* _Given request_: In the rows below, rewrite everything from the line containing "Reviewer note: every instance of the pendant" down to the line containing "[[552, 174]]", both of those lines included, as a JSON list of strings with one string per line and no blank lines.

----- Supplied information

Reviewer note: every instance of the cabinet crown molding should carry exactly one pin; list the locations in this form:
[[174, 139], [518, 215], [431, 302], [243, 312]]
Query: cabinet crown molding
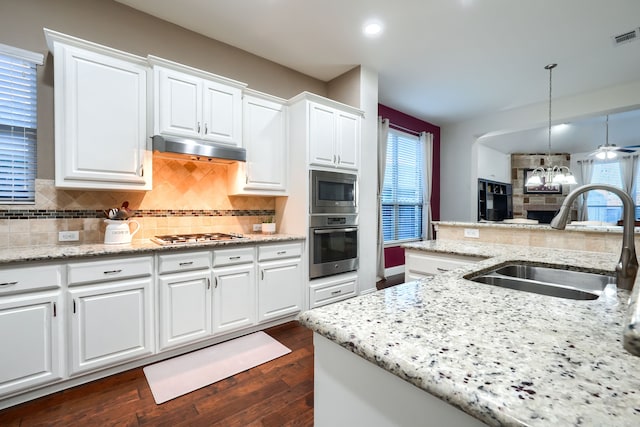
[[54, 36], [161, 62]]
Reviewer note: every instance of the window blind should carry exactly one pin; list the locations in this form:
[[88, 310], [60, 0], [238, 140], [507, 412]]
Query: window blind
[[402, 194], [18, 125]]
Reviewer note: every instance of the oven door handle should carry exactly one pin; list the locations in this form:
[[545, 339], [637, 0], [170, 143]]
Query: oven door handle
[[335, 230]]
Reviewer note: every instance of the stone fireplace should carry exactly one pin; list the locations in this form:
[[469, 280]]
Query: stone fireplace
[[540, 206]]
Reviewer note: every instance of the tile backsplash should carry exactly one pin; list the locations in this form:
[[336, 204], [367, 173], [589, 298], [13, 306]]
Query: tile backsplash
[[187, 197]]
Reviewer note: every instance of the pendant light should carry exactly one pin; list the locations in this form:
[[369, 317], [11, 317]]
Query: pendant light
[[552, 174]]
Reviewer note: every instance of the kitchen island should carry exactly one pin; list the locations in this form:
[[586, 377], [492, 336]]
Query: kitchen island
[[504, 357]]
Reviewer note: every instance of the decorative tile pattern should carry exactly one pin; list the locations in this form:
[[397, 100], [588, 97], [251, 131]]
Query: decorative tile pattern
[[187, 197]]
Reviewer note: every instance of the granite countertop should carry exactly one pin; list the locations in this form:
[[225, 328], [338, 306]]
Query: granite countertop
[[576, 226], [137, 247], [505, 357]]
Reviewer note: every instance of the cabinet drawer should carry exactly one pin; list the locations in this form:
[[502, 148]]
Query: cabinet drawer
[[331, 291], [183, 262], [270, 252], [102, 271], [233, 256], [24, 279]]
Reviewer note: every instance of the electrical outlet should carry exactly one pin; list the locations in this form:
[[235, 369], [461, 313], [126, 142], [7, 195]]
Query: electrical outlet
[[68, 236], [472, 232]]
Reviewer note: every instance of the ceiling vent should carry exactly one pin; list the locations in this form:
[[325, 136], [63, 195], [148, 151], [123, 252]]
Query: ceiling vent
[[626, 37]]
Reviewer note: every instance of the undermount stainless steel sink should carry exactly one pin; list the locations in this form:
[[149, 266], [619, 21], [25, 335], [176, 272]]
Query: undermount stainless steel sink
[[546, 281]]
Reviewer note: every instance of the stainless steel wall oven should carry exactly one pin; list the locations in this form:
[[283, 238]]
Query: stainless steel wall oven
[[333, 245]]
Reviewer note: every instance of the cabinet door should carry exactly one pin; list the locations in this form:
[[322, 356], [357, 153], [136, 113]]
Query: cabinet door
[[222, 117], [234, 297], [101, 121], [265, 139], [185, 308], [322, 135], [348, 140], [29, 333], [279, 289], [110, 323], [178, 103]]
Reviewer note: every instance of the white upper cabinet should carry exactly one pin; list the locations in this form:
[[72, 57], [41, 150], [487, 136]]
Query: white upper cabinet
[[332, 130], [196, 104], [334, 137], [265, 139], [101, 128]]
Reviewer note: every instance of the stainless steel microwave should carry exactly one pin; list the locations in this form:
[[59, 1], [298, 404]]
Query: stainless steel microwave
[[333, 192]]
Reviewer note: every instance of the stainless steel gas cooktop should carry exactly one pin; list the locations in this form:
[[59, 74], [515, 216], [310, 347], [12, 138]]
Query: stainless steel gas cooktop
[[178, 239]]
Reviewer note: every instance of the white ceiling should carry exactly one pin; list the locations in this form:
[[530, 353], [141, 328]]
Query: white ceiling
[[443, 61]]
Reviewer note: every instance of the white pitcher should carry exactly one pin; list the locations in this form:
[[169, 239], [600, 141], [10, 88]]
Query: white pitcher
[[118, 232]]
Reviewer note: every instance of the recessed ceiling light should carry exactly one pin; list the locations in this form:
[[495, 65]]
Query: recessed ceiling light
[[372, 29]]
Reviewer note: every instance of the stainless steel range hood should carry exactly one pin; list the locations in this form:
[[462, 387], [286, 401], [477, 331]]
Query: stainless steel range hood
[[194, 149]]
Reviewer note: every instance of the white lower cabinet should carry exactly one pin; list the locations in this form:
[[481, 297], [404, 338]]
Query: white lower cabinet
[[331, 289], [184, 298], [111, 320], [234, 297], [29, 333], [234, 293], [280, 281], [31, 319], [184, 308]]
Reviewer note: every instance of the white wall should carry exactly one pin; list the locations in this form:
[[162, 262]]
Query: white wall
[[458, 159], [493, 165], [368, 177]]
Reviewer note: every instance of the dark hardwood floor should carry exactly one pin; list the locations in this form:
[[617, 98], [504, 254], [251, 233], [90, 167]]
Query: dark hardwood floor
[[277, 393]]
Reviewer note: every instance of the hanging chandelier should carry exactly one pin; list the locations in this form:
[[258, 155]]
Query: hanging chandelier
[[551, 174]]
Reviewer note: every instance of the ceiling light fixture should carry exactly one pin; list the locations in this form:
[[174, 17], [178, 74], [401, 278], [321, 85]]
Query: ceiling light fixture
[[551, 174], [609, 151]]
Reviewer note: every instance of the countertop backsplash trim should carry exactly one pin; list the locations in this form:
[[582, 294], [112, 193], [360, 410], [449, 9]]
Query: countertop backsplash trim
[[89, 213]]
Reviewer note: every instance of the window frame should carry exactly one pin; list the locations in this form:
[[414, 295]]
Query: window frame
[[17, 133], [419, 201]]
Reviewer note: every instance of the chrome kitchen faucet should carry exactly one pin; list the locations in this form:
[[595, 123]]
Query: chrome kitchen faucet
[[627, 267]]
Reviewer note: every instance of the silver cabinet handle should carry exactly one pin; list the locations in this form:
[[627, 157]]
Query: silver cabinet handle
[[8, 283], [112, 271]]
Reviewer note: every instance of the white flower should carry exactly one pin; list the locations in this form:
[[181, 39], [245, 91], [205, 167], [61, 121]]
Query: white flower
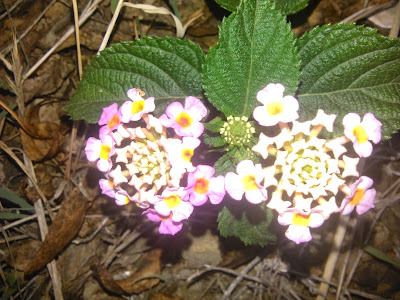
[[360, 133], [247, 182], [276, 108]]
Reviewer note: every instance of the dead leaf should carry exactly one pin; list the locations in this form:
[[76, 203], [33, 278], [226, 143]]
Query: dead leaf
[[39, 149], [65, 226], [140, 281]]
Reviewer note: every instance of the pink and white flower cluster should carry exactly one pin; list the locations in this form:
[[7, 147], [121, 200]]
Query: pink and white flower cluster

----------

* _Solution to the problem_:
[
  "Reviewer note: every instance of the pendant light should carry exactly one pin; list the locations in this form:",
  "[[369, 317], [11, 317]]",
  "Query: pendant light",
  "[[552, 174]]"
]